| Written problem |
The data follows this line. Copy verbatim the line with "Could you provide the mask of every instance of the dry" and each line after it to the end.

╔══

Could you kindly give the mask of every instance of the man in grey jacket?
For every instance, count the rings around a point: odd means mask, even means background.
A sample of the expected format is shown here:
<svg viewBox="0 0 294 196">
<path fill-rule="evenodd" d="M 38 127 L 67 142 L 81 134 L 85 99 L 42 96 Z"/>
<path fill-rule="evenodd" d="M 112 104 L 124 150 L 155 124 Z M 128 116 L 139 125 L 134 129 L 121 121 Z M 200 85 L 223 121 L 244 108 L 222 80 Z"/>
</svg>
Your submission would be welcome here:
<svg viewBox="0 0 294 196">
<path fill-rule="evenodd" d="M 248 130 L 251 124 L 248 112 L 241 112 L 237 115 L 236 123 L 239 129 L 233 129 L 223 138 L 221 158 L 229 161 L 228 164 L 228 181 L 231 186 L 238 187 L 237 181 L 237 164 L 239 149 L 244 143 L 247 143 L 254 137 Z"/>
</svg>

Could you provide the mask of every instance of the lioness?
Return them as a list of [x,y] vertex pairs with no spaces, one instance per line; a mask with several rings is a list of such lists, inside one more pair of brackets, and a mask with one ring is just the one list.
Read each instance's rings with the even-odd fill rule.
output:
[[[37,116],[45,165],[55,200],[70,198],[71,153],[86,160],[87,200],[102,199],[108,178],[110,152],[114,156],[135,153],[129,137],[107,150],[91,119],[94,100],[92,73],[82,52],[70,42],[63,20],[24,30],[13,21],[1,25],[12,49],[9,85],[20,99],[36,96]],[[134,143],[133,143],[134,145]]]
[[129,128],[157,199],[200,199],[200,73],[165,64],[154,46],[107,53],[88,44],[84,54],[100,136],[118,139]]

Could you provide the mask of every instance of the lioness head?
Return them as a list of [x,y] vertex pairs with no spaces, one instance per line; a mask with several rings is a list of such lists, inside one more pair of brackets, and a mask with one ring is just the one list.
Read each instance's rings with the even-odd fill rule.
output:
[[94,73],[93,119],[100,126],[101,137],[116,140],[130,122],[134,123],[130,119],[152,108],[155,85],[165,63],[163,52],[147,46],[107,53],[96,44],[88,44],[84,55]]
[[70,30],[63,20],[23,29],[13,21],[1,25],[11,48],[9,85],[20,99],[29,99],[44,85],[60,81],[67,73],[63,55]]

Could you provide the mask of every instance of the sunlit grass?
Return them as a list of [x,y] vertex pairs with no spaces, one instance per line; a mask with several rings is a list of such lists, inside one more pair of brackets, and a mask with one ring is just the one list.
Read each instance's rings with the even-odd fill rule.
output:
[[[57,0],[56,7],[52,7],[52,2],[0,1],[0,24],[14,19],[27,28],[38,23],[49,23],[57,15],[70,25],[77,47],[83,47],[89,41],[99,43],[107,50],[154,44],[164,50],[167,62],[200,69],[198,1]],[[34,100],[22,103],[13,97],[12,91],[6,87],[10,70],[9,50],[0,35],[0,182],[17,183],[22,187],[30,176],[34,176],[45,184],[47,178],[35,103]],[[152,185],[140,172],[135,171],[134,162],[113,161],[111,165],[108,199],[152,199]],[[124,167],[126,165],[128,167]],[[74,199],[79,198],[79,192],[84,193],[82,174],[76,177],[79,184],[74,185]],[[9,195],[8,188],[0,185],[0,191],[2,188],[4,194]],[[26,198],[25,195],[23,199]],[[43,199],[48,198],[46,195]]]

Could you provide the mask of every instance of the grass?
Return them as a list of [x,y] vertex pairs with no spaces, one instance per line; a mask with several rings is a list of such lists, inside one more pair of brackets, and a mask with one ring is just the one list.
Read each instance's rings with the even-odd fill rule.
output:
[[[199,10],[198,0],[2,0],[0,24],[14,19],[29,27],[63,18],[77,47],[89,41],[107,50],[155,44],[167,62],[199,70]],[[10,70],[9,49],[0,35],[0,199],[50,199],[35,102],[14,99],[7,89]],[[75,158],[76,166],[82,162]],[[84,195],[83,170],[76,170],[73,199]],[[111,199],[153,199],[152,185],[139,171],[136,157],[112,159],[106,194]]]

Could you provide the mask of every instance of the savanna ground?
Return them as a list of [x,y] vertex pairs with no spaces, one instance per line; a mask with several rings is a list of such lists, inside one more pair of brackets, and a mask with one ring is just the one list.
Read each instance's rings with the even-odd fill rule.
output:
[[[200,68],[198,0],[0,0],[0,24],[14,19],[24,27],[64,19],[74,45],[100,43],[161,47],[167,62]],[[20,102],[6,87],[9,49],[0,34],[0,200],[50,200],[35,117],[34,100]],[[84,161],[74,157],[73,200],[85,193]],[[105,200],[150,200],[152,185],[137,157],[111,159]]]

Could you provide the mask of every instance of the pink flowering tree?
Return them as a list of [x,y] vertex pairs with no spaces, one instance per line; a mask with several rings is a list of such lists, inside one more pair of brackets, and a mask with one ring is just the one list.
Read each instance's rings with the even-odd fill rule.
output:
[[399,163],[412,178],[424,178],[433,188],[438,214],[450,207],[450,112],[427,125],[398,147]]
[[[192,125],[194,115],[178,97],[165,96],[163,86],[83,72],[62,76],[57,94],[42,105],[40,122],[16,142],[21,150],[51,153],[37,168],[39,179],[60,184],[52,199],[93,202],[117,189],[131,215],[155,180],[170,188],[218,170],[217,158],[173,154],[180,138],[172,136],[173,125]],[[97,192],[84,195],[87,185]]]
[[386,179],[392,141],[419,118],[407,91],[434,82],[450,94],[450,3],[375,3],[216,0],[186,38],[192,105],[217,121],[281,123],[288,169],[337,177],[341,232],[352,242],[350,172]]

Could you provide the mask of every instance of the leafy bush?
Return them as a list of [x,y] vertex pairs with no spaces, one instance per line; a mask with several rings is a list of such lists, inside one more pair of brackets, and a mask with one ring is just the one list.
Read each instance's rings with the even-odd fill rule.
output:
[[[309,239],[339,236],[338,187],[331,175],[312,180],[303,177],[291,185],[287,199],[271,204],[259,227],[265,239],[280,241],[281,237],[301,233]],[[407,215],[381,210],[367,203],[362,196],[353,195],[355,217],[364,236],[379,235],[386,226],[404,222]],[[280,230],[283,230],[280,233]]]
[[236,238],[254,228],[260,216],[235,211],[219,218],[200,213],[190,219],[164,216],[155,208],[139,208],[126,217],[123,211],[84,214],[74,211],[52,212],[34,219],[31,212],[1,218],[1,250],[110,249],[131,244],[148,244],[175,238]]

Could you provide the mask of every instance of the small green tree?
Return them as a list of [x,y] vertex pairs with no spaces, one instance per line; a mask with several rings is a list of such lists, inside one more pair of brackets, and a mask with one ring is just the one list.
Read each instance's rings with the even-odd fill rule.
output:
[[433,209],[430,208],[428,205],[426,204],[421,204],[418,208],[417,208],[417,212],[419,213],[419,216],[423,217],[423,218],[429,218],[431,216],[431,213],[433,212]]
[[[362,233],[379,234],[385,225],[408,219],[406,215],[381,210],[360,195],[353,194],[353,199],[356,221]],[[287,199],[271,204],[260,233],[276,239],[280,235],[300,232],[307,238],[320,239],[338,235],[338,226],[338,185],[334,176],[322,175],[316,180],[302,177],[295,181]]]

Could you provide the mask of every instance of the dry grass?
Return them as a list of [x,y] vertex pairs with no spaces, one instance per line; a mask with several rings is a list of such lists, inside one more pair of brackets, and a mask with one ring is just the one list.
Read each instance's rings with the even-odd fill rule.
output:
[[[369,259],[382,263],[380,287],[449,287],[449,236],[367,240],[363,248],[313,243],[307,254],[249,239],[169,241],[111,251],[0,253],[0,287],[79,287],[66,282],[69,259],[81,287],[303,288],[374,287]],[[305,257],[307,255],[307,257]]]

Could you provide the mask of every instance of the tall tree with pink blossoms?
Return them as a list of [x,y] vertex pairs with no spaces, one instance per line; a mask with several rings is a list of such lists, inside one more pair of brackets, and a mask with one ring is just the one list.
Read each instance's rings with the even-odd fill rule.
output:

╚══

| Problem solution |
Could you provide the mask of every instance of the dry grass?
Return them as a list of [x,y] vertex pairs with no spaces, one instance per line; a mask with several rings is a list of such lists, inside one more pair of brackets, and a mask with one ring is just the one list.
Read each instance's rings with the even-odd fill rule.
output:
[[[369,259],[382,263],[380,287],[449,287],[449,236],[367,240],[363,248],[313,243],[307,254],[249,239],[169,241],[111,251],[0,253],[0,287],[79,287],[66,282],[69,259],[81,287],[303,288],[374,287]],[[305,257],[307,255],[307,257]]]

Could you provide the mask of every instance of the tall tree with pink blossoms?
Return them as a list of [x,y] vertex pairs with no spaces, one instance per line; a mask with several rings is a list of such lists, inside one more pair of brackets, and a mask with one ring is just the one list.
Read each instance's rings with the even-odd fill rule.
output:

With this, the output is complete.